Given instruction:
Reproduce the rows verbatim, starting with the line that contains "I bet you can't find the black" and continuing through the last line of the rows.

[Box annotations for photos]

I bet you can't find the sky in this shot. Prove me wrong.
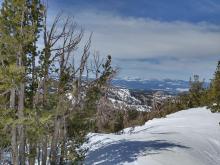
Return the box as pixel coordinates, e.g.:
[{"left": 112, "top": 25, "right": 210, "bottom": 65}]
[{"left": 1, "top": 0, "right": 220, "bottom": 81}]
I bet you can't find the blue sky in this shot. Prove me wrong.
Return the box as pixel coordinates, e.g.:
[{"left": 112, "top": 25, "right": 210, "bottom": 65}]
[{"left": 2, "top": 0, "right": 220, "bottom": 80}]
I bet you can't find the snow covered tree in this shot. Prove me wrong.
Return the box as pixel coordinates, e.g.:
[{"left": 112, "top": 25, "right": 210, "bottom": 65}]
[{"left": 209, "top": 61, "right": 220, "bottom": 112}]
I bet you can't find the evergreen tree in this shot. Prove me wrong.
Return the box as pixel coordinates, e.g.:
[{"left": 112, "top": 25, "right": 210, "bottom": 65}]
[{"left": 209, "top": 61, "right": 220, "bottom": 112}]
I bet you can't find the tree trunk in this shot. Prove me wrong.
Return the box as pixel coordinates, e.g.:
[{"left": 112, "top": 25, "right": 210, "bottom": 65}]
[
  {"left": 50, "top": 118, "right": 60, "bottom": 165},
  {"left": 29, "top": 142, "right": 37, "bottom": 165},
  {"left": 10, "top": 88, "right": 18, "bottom": 165},
  {"left": 42, "top": 135, "right": 47, "bottom": 165},
  {"left": 18, "top": 83, "right": 25, "bottom": 165}
]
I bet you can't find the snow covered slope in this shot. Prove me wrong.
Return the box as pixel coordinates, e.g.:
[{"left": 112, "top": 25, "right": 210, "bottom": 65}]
[{"left": 85, "top": 108, "right": 220, "bottom": 165}]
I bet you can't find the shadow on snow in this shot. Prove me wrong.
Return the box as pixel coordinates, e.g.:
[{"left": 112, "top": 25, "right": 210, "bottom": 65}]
[{"left": 85, "top": 140, "right": 189, "bottom": 165}]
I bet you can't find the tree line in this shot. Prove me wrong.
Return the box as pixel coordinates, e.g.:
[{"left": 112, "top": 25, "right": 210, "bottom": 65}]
[{"left": 0, "top": 0, "right": 116, "bottom": 165}]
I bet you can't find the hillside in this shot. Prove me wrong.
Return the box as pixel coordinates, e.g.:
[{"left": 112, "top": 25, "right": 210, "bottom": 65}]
[{"left": 85, "top": 108, "right": 220, "bottom": 165}]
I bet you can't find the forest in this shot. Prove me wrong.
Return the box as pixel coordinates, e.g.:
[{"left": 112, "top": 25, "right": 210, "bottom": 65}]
[{"left": 0, "top": 0, "right": 220, "bottom": 165}]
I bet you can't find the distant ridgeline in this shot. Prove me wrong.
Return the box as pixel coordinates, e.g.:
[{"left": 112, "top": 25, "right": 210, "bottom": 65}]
[{"left": 112, "top": 79, "right": 209, "bottom": 95}]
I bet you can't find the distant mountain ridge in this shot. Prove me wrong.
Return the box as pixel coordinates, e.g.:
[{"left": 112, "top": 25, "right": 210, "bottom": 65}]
[{"left": 112, "top": 78, "right": 208, "bottom": 94}]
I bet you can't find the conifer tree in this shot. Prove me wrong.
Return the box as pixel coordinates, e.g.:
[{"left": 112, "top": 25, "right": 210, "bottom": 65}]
[{"left": 209, "top": 61, "right": 220, "bottom": 112}]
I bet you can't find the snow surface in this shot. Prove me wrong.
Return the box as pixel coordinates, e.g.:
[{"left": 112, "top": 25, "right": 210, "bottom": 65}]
[{"left": 85, "top": 107, "right": 220, "bottom": 165}]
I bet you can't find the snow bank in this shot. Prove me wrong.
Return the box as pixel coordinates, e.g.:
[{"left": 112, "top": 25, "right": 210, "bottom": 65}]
[{"left": 85, "top": 108, "right": 220, "bottom": 165}]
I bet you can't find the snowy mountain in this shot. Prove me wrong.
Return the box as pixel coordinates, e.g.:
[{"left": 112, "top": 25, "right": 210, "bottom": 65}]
[
  {"left": 85, "top": 107, "right": 220, "bottom": 165},
  {"left": 112, "top": 78, "right": 189, "bottom": 94},
  {"left": 108, "top": 88, "right": 151, "bottom": 111}
]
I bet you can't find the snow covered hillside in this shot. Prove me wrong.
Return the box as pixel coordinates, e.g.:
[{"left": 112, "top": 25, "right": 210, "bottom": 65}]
[{"left": 85, "top": 108, "right": 220, "bottom": 165}]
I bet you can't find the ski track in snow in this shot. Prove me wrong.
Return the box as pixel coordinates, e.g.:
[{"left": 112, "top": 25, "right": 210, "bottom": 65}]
[{"left": 85, "top": 107, "right": 220, "bottom": 165}]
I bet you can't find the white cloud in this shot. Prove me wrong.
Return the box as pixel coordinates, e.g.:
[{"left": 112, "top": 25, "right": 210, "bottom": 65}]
[{"left": 75, "top": 12, "right": 220, "bottom": 58}]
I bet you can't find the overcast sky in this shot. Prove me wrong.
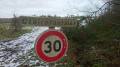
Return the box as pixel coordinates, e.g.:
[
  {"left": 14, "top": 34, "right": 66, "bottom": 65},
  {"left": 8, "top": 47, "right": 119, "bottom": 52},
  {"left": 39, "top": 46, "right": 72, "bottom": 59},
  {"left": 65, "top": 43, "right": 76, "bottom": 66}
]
[{"left": 0, "top": 0, "right": 103, "bottom": 18}]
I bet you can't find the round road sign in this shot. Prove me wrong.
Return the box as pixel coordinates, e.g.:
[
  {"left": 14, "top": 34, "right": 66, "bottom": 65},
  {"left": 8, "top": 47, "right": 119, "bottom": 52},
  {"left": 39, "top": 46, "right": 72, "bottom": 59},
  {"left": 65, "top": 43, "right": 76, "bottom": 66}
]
[{"left": 35, "top": 30, "right": 68, "bottom": 62}]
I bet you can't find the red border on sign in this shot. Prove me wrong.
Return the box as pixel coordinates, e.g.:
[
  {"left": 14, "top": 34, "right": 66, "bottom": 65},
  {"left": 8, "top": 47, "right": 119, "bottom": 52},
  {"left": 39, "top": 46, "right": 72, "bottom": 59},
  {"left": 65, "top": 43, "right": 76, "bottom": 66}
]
[{"left": 36, "top": 31, "right": 67, "bottom": 62}]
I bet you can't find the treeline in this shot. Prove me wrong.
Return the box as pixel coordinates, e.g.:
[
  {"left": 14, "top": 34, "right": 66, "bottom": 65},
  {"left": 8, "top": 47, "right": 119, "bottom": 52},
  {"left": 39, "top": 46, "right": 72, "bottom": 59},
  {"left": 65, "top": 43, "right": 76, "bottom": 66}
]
[{"left": 63, "top": 0, "right": 120, "bottom": 67}]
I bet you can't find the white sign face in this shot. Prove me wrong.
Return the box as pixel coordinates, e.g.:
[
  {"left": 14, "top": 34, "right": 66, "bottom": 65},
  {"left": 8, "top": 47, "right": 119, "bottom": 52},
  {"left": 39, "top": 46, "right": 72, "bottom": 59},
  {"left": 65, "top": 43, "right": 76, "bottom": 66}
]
[
  {"left": 42, "top": 35, "right": 63, "bottom": 57},
  {"left": 35, "top": 30, "right": 68, "bottom": 62}
]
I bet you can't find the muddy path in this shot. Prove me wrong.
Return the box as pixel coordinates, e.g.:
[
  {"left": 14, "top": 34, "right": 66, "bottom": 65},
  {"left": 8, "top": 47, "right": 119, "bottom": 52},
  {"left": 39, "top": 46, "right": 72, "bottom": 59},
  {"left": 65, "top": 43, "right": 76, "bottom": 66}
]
[{"left": 0, "top": 27, "right": 48, "bottom": 67}]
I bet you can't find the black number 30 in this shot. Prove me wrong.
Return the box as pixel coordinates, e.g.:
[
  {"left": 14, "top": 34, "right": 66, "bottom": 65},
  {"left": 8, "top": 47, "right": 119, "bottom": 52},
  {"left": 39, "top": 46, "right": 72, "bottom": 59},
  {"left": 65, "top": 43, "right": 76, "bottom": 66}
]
[{"left": 44, "top": 40, "right": 61, "bottom": 53}]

The completed task:
I bet you can't find the black number 30 in this shot. Prove me wrong.
Return the box as pixel coordinates, e.g.:
[
  {"left": 14, "top": 34, "right": 66, "bottom": 65},
  {"left": 8, "top": 47, "right": 119, "bottom": 52},
  {"left": 39, "top": 46, "right": 72, "bottom": 59},
  {"left": 65, "top": 43, "right": 76, "bottom": 66}
]
[{"left": 44, "top": 40, "right": 61, "bottom": 53}]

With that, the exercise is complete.